**EXCERPT:**
---*---
Playhouse Theatre, QPAC
May 27, 2018 at 2pm

★★★★☆ The Firebird

Queensland Ballet’s latest production Carmen & The Firebird features two works that are so far apart choreographically, dramatically and emotionally that you simply have to give them separate star ratings.

The program begins with Liam Scarlett’s ravishing production of The Firebird. The British choreographer, now 32, who has been Artist in Residence at The Royal Ballet in London since late 2012, joined QB as Artistic Associate in 2017. Brisbane audiences have so far seen his delightful A Midsummer Night’s Dream and a shorter work called No Man’s Land, created in 2014 for English National Ballet as part of its commemoration of World War I.

Jack Lister and Lucy Green in The Firebird. Photograph © David Kelly

Now comes his thrilling version of The Firebird, which premiered at the Norwegian Royal Ballet in 2013. Scarlett takes the famous work – first seen in 1910 at Sergei Diaghilev’s Ballets Russes in Paris, with choreography by Michel Fokine to Stravinsky’s brilliant music – and gives it a fresh, modern twist.

Working with designer Jon Bausor and lighting designer James Farncombe, he sets the piece in a dark, nightmarish, Gothic world with a giant, bare tree standing to one side, its roots wrapped around an enormous egg. Later in the ballet, the tree not only rises to release the egg, but tilts onto its side. There is also a ridged structure at the back of the stage with an illuminated entrance.

The costuming uses a tight palette – red and black for the magical forces of the evil Koschei and the Firebird, and paler colours for the forces of good – grey and white for Prince Ivan and the Princess, and blue for the other captured women. Koschei has an alien-like look (somewhat reminiscent of Spiderman at times) with his tight red and black bodysuit, as well as a wonderful cloak that soars dramatically as he moves, while his black-clad servants have rat-like faces.

Jack Lister and Camilo Ramos in The Firebird. Photograph © David Kelly

Scarlett tells the story clearly, with strong, fluid, classical movement, which works hand-in-glove with the iconic music (arranged by Jonathan McPhee), which is given a wonderful reading by the Queensland Symphony Orchestra conducted by Nigel Gaynor. With a powerful structural arc, the 55-minute ballet mines plenty of emotion as it carries you through the folk-based tale. Scarlett creates some compelling pas de deux. The ballet opens with a tantalising confrontation between Koschei and the Firebird, as they flex their dark powers, taunting each other, with a sexual frisson to some of the intoxicating movement, and ends with the Firebird covering him as she emerges triumphant.

The pas de deux for Prince Ivan and the Princess, meanwhile, are beautiful and romantic. Scarlett also uses the ensemble well in a playful scene when the other entrapped women try to cheer up the Princess, and in the dramatic showdown at the end when the Firebird finally overcomes Koschei, allowing Prince Ivan and the Princess to destroy Koschei’s soul, hidden in the giant egg.
---*---
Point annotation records

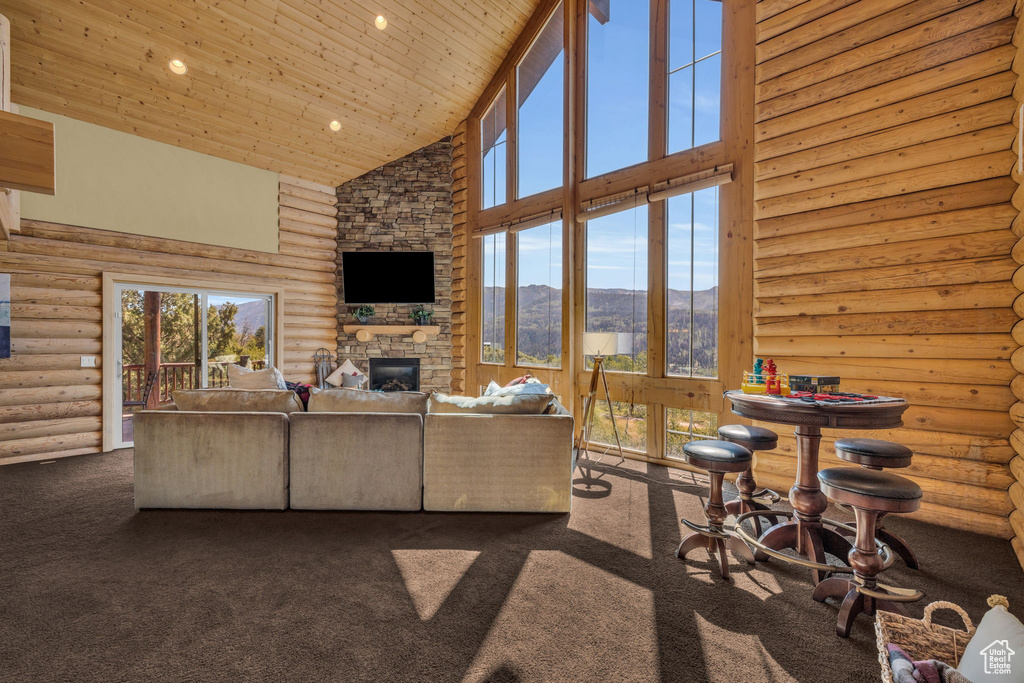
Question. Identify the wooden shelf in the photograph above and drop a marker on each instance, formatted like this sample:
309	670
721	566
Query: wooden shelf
365	333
---*---
**TASK REQUIREMENTS:**
In the review, where and in what year did Scarlett's version of The Firebird premiere?

**OUTPUT FOR THIS EXERCISE:**
It premiered at the Norwegian Royal Ballet in 2013.